● About this exercise: Would you return all of this data exactly, leaving nothing out?

[Data to process Boundary: Start]

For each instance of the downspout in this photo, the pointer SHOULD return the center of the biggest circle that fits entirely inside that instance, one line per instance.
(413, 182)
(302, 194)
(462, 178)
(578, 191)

[Data to process Boundary: End]

● Output of the task:
For each instance of the downspout in this photo, the pointer SHOULD return the center of the biggest circle that fits entirely inside that instance, one line per instance.
(413, 182)
(302, 194)
(462, 178)
(578, 191)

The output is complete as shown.